Copy all of the lines below without changing anything.
--- Start Given data ---
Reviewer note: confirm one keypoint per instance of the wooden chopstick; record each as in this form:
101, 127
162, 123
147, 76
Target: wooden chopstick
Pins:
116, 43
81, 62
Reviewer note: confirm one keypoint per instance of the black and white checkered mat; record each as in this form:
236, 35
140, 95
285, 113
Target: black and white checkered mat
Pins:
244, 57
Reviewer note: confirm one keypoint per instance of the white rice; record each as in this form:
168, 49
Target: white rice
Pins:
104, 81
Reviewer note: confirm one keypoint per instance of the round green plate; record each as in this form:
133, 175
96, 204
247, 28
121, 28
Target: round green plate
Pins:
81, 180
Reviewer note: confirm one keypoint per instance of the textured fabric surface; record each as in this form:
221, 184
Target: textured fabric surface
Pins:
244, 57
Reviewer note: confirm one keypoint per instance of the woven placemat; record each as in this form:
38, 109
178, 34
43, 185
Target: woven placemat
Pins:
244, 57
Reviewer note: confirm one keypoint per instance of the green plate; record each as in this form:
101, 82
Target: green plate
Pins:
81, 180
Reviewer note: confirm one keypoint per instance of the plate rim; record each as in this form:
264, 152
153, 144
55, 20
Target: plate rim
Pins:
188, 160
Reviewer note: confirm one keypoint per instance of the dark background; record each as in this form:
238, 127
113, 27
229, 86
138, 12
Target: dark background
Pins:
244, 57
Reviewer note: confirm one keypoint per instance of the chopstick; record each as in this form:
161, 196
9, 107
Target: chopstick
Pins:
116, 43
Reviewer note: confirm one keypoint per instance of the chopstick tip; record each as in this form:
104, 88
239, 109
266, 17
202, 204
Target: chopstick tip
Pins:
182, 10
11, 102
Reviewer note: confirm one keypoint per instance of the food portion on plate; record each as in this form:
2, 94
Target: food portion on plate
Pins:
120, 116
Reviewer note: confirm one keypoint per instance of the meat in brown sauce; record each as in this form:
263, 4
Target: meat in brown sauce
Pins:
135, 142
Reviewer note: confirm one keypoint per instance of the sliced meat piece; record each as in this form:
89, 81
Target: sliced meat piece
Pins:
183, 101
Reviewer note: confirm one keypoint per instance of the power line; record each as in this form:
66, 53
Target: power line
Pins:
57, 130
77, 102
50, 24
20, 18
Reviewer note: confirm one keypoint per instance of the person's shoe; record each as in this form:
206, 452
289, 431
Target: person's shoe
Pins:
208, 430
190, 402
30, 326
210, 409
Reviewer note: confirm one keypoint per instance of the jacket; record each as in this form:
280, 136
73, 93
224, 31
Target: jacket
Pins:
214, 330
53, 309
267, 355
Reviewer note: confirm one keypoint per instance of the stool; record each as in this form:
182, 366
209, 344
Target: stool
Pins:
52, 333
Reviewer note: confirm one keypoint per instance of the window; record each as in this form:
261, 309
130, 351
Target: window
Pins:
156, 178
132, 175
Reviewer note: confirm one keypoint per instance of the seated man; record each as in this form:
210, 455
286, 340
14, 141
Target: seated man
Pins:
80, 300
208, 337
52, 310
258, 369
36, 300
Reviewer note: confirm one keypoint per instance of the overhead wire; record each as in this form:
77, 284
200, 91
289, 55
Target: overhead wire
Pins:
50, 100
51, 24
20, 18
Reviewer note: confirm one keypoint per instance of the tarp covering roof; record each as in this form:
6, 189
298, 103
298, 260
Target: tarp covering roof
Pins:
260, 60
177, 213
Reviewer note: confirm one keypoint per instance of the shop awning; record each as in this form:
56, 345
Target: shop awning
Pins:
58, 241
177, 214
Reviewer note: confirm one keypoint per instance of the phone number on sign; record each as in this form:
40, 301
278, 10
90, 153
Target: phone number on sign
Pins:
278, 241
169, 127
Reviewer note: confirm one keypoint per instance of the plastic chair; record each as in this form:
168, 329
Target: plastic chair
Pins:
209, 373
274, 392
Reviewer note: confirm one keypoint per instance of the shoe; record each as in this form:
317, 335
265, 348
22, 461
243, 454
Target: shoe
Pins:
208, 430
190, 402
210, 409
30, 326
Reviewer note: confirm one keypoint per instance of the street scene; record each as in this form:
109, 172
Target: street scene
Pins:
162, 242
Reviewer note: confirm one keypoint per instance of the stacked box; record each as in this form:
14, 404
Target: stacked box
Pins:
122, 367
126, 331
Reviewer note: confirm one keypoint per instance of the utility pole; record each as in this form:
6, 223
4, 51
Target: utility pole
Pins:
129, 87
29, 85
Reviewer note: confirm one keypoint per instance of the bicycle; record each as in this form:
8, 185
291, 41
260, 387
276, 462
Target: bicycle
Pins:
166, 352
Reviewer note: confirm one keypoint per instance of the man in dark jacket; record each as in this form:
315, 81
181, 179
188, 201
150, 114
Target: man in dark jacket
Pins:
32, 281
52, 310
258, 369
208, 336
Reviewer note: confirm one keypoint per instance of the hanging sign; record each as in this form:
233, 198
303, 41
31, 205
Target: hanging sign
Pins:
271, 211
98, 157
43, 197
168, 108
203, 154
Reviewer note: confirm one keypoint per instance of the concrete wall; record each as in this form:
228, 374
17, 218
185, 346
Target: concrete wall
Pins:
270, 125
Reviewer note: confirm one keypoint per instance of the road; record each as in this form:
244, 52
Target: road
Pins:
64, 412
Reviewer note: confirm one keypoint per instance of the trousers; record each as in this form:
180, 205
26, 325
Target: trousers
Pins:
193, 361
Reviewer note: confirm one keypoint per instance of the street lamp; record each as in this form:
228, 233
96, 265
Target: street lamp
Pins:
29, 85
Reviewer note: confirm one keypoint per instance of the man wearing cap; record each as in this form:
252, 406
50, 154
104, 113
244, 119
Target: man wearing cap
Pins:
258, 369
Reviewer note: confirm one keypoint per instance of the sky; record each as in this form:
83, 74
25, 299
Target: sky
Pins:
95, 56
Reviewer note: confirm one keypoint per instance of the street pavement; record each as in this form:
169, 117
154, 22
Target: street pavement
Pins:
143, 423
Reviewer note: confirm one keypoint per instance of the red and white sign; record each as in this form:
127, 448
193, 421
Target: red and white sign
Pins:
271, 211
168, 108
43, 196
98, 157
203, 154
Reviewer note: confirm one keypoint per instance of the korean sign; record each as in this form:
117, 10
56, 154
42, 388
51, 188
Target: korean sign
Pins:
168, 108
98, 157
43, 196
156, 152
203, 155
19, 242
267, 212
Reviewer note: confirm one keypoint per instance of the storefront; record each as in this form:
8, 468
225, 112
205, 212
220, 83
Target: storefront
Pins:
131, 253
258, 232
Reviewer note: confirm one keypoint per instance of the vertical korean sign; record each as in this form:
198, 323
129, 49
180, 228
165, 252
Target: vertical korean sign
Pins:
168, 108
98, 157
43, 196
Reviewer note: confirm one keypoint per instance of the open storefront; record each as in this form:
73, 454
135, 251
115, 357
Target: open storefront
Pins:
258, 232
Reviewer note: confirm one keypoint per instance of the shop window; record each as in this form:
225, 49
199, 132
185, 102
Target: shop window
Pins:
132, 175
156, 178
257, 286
--- End Given data ---
* Task response *
Reviewer note: confirm one keypoint per instance of the wooden chopstick; record each as in this form:
101, 127
162, 123
147, 76
Target: wooden chopstick
Pins:
116, 43
81, 62
Reviewer note: confirm one keypoint per instance of the black and white checkered mat; record each as in this form:
236, 35
140, 95
285, 113
Target: black and white checkered mat
Pins:
244, 57
Reviewer note: confirm one keypoint per instance of the white rice; record each as in this form:
168, 49
Target: white rice
Pins:
104, 81
Reviewer note: confirm one keypoint per instance of the round green plate; record each as in this form:
133, 175
96, 204
247, 28
121, 28
Target: round green plate
Pins:
81, 180
Reviewer note: confirm one keypoint per instance of the textured fabric surface; record each as in this form:
221, 184
Target: textured fabric surface
Pins:
244, 57
Reviewer note: confirm one keypoint per instance of the woven placemat; record each as in this form:
38, 109
178, 34
43, 185
Target: woven placemat
Pins:
244, 57
Reviewer note: confirm one keypoint per instance of the green plate; record each as in this form:
101, 82
Target: green plate
Pins:
81, 180
Reviewer note: confirm one keypoint per instance of the plate rim; record each as in this form:
264, 152
153, 144
55, 20
Target: plate rim
Pins:
188, 160
Reviewer note: confirm one keypoint per instance of the dark background; record each as in this form:
238, 127
113, 27
229, 86
138, 12
Target: dark background
Pins:
244, 57
Reviewer note: confirm one keypoint per instance of the chopstick; record each as in this form:
161, 196
9, 107
Target: chopstick
Pins:
116, 43
Reviewer note: confirm one keypoint per instance of the chopstick tip; record each as in this form:
104, 88
239, 109
266, 17
202, 204
Target: chopstick tip
Pins:
182, 10
11, 102
Reviewer note: confirm one keypoint per instance of the food portion on plate; record each as in this form:
2, 94
Target: food portion on plate
Pins:
120, 116
Reviewer note: confirm one keypoint per instance of the meat in brown sauce; record each as in this form:
263, 4
Target: meat in brown sauce
Pins:
135, 142
Reviewer note: confirm one keypoint per instance of the sliced meat piece; record each as in this form:
89, 81
Target: sliced meat piece
Pins:
183, 101
Reviewer note: confirm one keypoint per instance of the power line; record each as in this form:
66, 53
Target: power line
Pins:
57, 130
77, 102
50, 24
20, 18
Reviewer note: confirm one keypoint per instance of the person's shoe; record each as in this form:
206, 452
289, 431
Target: person's shoe
Pins:
208, 430
190, 402
30, 326
210, 409
Reviewer note: confirm one keypoint per instance of the jacket; record each as in this form:
280, 136
73, 93
224, 31
Target: jacket
Pins:
214, 330
53, 309
267, 355
Reviewer note: confirm one keypoint per instance of the stool; record each as in this form:
182, 366
209, 344
Target: stool
Pins:
52, 333
Reviewer note: confirm one keypoint per instance of the window; record each as in this form:
261, 309
130, 351
Target: window
Pins:
156, 178
132, 175
Reviewer note: confirm one keypoint per instance of the seated man; record each as in this form:
210, 455
286, 340
14, 141
Target: seated man
Pins:
80, 300
208, 337
52, 310
258, 369
36, 300
Reviewer note: confirm one keypoint per instance of the overhead wire; record each as in this form:
77, 284
200, 91
289, 55
Target: overhead wire
Pins:
50, 100
51, 24
20, 18
Reviewer note: confirm one keypoint per instance of the tarp covering roof; record each as in this form:
6, 189
298, 103
298, 260
Target: tarp covering roof
Pins:
260, 60
177, 213
Reviewer note: confirm one keypoint per instance of the shop awning; record each as in this form:
56, 345
Target: shop awning
Pins:
58, 241
177, 214
Reviewer note: confirm one keypoint per instance of the phone number on sign; record each as in this form:
40, 301
278, 10
90, 153
Target: phone number on sign
Pins:
278, 241
169, 127
Reviewer note: confirm one keypoint per instance of the plastic chair; record each as in this form:
168, 329
Target: plastic chair
Pins:
209, 373
274, 392
Reviewer note: confirm one keypoint per instance of the shoe; record each as in this form:
317, 335
265, 348
22, 461
243, 454
Target: shoe
Pins:
208, 430
190, 402
210, 409
30, 326
Reviewer note: confirm one keypoint per instance of the street scene; record each as in this form:
109, 172
Target: street scene
Pins:
162, 242
Reviewer note: confirm one keypoint per instance of the stacked box; record each as in this form:
14, 404
Target: stacked box
Pins:
122, 367
126, 331
Reviewer note: confirm one keypoint per instance of the utility pole; record each as in this form:
6, 223
4, 51
Target: utility pole
Pins:
129, 87
29, 85
Reviewer note: confirm one keypoint per instance of the bicycle; record each as in this form:
8, 185
291, 41
260, 387
276, 462
Target: bicycle
Pins:
166, 352
Reviewer note: confirm one keypoint per instance of the man in dark jacket; record each as in this form:
315, 81
181, 179
188, 201
150, 114
Target: man in dark jacket
Pins:
32, 281
52, 310
258, 369
208, 336
Reviewer note: confirm one keypoint per instance of the hanging sign; record each as in this form:
233, 198
303, 41
31, 205
Target: hanging sign
Pins:
271, 211
98, 157
43, 197
168, 108
203, 154
Reviewer note: confirm one keypoint per instance of the concrete wall; record each as in this form:
228, 374
17, 218
185, 346
Target: concrete wall
Pins:
270, 125
Reviewer note: confirm one keypoint per instance of the road; record each as in this form:
244, 52
Target: road
Pins:
64, 412
Reviewer note: confirm one keypoint per instance of the trousers; record each as in this form:
180, 205
26, 325
Target: trousers
Pins:
193, 361
Reviewer note: confirm one keypoint per instance of the street lamp; record each as in this form:
228, 233
96, 265
Target: street lamp
Pins:
29, 85
Reviewer note: confirm one keypoint per instance of the man wearing cap; record each as in this form:
252, 406
50, 154
104, 113
244, 119
Target: man wearing cap
Pins:
258, 369
Reviewer note: confirm one keypoint per instance of the sky; record each as in this form:
83, 74
25, 299
Target: sky
Pins:
95, 56
Reviewer note: confirm one keypoint per instance of the street pavement; record each as in this form:
169, 117
154, 22
Target: street pavement
Pins:
143, 423
Reviewer note: confirm one keypoint per instance of the red and white sign; record each as in this form:
127, 448
193, 421
Target: red and white sign
Pins:
271, 211
168, 108
43, 196
98, 157
203, 154
Reviewer note: confirm one keypoint per instance of the korean sign; record each as in this form:
117, 10
56, 154
42, 388
51, 188
Target: korean sign
Pins:
168, 108
98, 157
43, 196
156, 152
203, 155
19, 242
267, 212
Reviewer note: confirm one keypoint per instance of the storefront; record each as in this form:
8, 468
225, 112
205, 212
220, 83
Target: storefront
Pins:
131, 253
258, 232
Reviewer note: confirm one keypoint per instance of the vertical korean sign; record each as in this form:
198, 323
129, 49
180, 228
165, 252
Target: vertical korean sign
Pins:
168, 108
98, 157
43, 196
Reviewer note: confirm one keypoint per instance of the open storefront; record each as in this form:
73, 454
135, 251
115, 357
Target: open storefront
Pins:
258, 232
Reviewer note: confirm one keypoint per instance of the shop window; record each as in this form:
225, 49
199, 132
185, 102
Target: shop window
Pins:
132, 175
156, 178
257, 286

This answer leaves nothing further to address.